> **Text block**
==========

The same_p isn't needed, since a reverse mask only picks from the
first operand.  Canonicalisation rules should ensure that op0 and op1
end up being equal in that case, but this fold doesn't depend on that.

> +    {
> +      vec_perm_builder builder;
> +      if (tree_to_vec_perm_builder (&builder, mask1))
> +	{
> +	  poly_uint64 nelts = TYPE_VECTOR_SUBPARTS (TREE_TYPE (mask1));
> +	  vec_perm_indices sel (builder, 1, nelts);
> +	  if (sel.series_p (0, 1, nelts - 1, -1))
> +	    return 1;
> +	}

I have conflicting feelings about this.

(1) It seems quite special-purpose.  I'm a bit worried that we'll end
    up with a list of highly specific folds (which could grow quite long)
    rather than something more general.

(2) Constructing a vec_perm_indices seems quite heavyweight for this
    single check.  We could go directly from the mask instead.

But “fixing” (2) reduces the generality of the structure and so leans
more heavily into (1).

==========

> **Material provided**
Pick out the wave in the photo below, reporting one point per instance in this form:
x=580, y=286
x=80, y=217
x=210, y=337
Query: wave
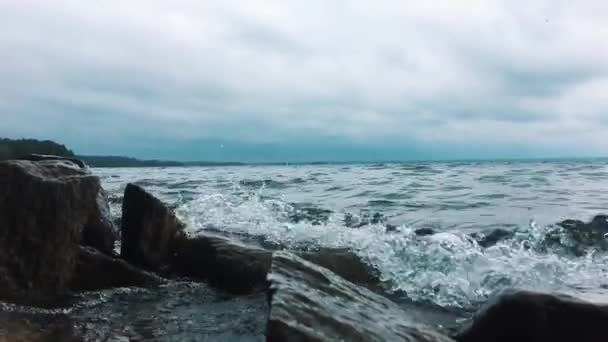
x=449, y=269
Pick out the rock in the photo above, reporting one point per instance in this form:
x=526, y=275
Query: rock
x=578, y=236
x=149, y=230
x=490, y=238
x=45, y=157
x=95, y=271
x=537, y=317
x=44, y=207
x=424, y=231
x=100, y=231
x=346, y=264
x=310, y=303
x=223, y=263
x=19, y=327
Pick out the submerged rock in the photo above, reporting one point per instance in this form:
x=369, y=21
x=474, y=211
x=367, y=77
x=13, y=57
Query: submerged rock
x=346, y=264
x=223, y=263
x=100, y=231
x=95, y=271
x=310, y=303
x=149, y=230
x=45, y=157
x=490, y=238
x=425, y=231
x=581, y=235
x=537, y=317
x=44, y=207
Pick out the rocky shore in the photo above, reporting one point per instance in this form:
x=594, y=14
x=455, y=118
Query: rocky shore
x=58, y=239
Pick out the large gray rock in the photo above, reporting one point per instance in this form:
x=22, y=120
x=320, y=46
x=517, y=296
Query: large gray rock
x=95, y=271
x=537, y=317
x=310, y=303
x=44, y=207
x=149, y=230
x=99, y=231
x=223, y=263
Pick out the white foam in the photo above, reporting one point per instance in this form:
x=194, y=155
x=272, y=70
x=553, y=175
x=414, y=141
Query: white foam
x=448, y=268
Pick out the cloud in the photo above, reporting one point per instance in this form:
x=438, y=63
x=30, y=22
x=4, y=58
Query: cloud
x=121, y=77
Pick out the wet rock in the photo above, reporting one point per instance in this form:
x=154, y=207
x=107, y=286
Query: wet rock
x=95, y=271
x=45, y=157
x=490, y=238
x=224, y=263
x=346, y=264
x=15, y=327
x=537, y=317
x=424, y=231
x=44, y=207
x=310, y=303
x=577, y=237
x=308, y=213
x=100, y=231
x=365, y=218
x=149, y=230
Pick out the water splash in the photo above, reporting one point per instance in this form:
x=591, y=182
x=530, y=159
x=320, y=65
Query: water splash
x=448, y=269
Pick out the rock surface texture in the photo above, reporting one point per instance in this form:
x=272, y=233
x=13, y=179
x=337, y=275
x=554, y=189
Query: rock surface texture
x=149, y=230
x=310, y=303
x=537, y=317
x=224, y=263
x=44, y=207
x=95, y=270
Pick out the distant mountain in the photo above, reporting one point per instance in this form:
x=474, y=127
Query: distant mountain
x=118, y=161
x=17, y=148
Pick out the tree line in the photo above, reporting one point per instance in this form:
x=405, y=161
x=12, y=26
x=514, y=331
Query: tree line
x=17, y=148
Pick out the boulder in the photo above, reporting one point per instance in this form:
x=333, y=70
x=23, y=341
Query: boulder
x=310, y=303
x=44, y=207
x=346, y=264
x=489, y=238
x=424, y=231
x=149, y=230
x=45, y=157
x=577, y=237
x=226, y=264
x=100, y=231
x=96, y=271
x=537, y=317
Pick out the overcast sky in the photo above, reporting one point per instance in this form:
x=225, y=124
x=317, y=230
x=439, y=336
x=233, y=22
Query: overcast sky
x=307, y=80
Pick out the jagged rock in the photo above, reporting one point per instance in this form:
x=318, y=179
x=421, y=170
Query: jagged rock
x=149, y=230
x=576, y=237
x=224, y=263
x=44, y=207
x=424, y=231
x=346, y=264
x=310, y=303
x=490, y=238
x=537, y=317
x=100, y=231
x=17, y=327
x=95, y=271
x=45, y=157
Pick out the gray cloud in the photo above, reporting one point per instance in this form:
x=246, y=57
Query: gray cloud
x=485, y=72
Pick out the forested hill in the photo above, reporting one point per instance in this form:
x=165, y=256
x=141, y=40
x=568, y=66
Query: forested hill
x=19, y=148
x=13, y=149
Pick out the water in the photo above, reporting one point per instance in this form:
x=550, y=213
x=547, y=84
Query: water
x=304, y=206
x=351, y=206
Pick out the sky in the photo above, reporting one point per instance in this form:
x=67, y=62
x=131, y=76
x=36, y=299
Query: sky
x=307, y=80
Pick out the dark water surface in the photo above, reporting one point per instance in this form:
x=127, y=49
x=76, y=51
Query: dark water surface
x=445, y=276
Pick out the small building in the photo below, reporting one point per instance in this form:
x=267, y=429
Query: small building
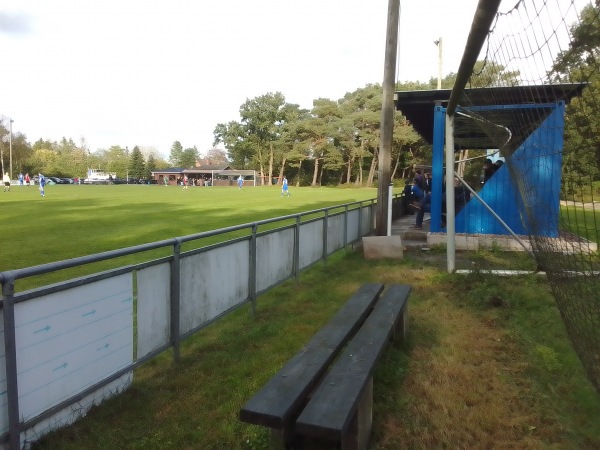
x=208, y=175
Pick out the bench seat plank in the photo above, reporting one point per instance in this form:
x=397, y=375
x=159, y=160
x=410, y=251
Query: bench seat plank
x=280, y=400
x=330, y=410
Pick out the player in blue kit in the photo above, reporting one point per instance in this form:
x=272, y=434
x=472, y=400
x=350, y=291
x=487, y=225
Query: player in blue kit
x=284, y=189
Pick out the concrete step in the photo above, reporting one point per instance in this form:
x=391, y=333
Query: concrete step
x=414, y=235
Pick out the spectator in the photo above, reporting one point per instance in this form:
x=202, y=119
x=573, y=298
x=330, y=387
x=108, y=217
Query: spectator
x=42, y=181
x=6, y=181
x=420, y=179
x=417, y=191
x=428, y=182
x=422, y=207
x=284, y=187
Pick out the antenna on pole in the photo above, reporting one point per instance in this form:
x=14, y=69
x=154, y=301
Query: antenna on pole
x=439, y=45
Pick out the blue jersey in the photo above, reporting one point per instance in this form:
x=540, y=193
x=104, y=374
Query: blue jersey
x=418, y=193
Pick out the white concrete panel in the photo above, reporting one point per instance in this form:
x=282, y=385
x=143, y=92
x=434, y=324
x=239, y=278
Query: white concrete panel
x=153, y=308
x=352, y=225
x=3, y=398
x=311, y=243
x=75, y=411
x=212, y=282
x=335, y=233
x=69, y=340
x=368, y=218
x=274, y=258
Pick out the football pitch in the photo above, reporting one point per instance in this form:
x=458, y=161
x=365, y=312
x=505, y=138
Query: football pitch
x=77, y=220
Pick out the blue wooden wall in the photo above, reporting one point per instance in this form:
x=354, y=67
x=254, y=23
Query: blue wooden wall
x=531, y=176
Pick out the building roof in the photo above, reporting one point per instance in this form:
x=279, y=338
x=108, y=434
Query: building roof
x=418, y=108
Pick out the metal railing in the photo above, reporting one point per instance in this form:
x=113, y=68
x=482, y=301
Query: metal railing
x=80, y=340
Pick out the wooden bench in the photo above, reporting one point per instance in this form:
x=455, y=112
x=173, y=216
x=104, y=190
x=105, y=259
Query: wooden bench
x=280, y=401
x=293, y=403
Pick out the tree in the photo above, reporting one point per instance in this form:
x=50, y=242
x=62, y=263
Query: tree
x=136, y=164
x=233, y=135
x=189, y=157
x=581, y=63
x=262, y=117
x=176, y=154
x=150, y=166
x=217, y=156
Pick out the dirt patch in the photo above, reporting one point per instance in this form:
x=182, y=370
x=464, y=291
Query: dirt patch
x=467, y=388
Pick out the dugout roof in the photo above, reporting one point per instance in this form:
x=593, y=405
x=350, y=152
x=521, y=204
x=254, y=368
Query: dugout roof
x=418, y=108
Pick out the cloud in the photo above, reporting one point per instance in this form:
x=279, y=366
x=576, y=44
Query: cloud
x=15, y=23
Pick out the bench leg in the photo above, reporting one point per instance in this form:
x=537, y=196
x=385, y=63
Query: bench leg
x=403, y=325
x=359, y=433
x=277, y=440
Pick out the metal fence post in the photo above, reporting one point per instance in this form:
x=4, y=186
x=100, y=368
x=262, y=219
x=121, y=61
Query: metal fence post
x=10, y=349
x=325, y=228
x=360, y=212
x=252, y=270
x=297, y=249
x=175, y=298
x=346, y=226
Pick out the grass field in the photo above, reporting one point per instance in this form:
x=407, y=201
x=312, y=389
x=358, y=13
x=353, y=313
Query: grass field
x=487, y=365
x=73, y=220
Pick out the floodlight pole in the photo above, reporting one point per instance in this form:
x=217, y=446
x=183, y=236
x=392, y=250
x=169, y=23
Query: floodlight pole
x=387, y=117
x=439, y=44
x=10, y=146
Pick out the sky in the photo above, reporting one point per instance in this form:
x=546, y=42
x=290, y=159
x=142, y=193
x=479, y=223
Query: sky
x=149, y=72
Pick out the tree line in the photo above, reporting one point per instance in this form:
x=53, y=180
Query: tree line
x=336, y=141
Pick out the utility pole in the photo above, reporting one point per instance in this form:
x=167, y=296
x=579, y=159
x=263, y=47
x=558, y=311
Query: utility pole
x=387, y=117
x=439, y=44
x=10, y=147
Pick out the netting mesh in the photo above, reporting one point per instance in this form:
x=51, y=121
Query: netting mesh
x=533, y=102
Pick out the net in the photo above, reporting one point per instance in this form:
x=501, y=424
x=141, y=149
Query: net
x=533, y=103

==========

> **Tasks and exercises**
a. Summarize the passage about the reverse-mask fold in two sentences.
b. Return every line of the listing that contains the word "pole", treating case as significant.
The text and the listing have nothing to do with each other.

> **Solutions in order**
a. The same_p check is unnecessary because a reverse mask picks only from the first operand, and the fold does not rely on canonicalization rules making op0 and op1 equal. The writer has conflicting feelings: the fold seems special-purpose and could lead to a long list of highly specific folds, and constructing a vec_perm_indices seems heavyweight for a single check, yet going directly from the mask would make the structure less general and worsen the first concern.

b.
Pick out the antenna on pole in the photo above, reporting one point per instance in this form:
Query: antenna on pole
Pick out the floodlight pole in the photo above, reporting one point per instance in this form:
Query: floodlight pole
Pick out the utility pole in the photo above, reporting one point per instance in this form:
Query: utility pole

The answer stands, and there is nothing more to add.